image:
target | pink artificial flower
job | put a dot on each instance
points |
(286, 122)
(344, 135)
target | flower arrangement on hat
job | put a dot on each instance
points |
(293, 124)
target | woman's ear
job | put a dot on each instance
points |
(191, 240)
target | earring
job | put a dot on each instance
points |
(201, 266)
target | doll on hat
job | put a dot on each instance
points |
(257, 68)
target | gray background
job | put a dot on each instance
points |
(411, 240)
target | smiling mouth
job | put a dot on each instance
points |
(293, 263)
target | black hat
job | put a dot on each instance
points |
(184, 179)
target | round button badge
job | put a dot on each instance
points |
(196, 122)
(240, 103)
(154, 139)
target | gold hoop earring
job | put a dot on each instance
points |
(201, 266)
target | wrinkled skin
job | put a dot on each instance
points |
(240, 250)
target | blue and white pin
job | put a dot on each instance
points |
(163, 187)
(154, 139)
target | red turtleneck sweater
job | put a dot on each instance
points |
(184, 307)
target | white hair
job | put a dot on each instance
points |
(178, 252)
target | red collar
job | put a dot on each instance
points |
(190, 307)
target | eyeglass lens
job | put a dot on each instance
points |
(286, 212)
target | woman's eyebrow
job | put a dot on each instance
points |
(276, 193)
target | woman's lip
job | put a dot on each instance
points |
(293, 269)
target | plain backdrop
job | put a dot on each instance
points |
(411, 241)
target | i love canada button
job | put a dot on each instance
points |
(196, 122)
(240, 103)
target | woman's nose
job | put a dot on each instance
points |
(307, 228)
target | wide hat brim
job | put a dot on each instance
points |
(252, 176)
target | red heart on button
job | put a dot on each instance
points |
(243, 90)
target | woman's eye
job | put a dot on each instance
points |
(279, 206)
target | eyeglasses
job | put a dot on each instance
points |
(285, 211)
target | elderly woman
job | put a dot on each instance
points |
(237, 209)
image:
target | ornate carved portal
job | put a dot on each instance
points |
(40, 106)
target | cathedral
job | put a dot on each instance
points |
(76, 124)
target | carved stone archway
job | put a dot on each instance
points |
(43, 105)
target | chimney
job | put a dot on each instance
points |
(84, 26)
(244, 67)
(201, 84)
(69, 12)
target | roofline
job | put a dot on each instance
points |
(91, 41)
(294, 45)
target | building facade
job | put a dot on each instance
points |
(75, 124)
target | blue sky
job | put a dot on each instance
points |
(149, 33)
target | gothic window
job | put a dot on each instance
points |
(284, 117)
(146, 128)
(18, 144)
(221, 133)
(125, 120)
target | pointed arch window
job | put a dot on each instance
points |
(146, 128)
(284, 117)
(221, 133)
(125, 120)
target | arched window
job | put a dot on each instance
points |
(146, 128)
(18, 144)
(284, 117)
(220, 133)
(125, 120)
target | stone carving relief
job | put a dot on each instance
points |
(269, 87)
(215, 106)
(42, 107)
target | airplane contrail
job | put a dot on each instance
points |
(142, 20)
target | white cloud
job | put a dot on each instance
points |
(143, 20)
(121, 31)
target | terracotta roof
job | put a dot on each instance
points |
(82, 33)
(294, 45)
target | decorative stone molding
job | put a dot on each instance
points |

| Task goal |
Copy every line of the material above word for word, from the first line to the last.

| Response below |
image:
target | pink artificial flower
job | put a dot on each instance
points |
(286, 122)
(344, 135)
target | flower arrangement on hat
job | put a dot on each instance
points |
(293, 124)
target | woman's ear
job | put a dot on each instance
points |
(191, 240)
target | earring
job | put a dot on each instance
points |
(201, 266)
target | doll on hat
job | put a dot on each instance
points |
(257, 68)
target | gray background
job | put a dot on each instance
points |
(411, 240)
target | smiling mouth
job | put a dot on each instance
points |
(293, 263)
target | black hat
job | put a dot on each instance
points |
(184, 179)
target | round button badge
job | put a dot on each instance
points |
(196, 122)
(240, 103)
(154, 139)
target | gold hoop earring
job | put a dot on each instance
points |
(201, 266)
target | wrinkled skin
job | put a dot on each instance
points |
(240, 250)
target | blue and white pin
job | put a dot on each instance
points |
(163, 187)
(154, 139)
target | red turtleneck sweater
job | put a dot on each instance
points |
(184, 307)
target | white hair
job | put a dot on each instance
points |
(178, 252)
target | red collar
job | put a dot on each instance
points |
(190, 307)
target | eyeglass lens
job | put a dot on each instance
points |
(286, 212)
target | woman's eyebrow
job | put a dot on each instance
points |
(276, 193)
target | woman's lip
job | put a dot on each instance
points |
(293, 269)
target | plain backdrop
job | put a dot on each instance
points |
(411, 241)
target | i love canada button
job | put a dot on each instance
points |
(196, 122)
(240, 103)
target | woman's nose
job | put a dot on each instance
points |
(307, 228)
target | wide hat brim
job | put a dot on each instance
points |
(252, 176)
target | red heart on button
job | put a dot on each instance
points |
(243, 90)
target | woman's eye
job | put a dot on each instance
points |
(279, 206)
target | eyeglasses
job | put a dot on each instance
points |
(285, 211)
target | elderly woman
job | put a dot on each instance
points |
(237, 209)
image:
target | ornate carved portal
job | put a dot on each instance
points |
(40, 106)
target | cathedral
job | put a dot on each instance
points |
(76, 124)
target | carved stone archway
job | put a dot on each instance
points |
(43, 105)
target | chimney
job | put a dot on each instance
points |
(84, 26)
(244, 67)
(201, 84)
(69, 12)
target | roofline
job | put a dot on each instance
points |
(91, 41)
(294, 45)
target | building facade
job | put a dot on each instance
points |
(75, 124)
target | blue sky
job | put a dot on each instance
points |
(149, 33)
target | gothic window
job | put a dot on each instance
points |
(284, 117)
(146, 128)
(18, 144)
(221, 133)
(125, 120)
target | pointed arch window
job | put a dot on each instance
points |
(146, 128)
(284, 117)
(221, 133)
(125, 120)
target | arched window
job | put a dot on each instance
points |
(146, 128)
(18, 144)
(284, 117)
(220, 133)
(125, 120)
target | stone carving relief
job | put a dot on each instance
points |
(269, 87)
(215, 106)
(42, 107)
target | airplane contrail
job | put a dot on each instance
points |
(142, 20)
target | white cloud
job | put a dot on each instance
points |
(143, 20)
(121, 31)
target | terracotta roof
job | put a dot on each instance
points |
(82, 33)
(294, 45)
target | decorative stone molding
job | put a dot on each instance
points |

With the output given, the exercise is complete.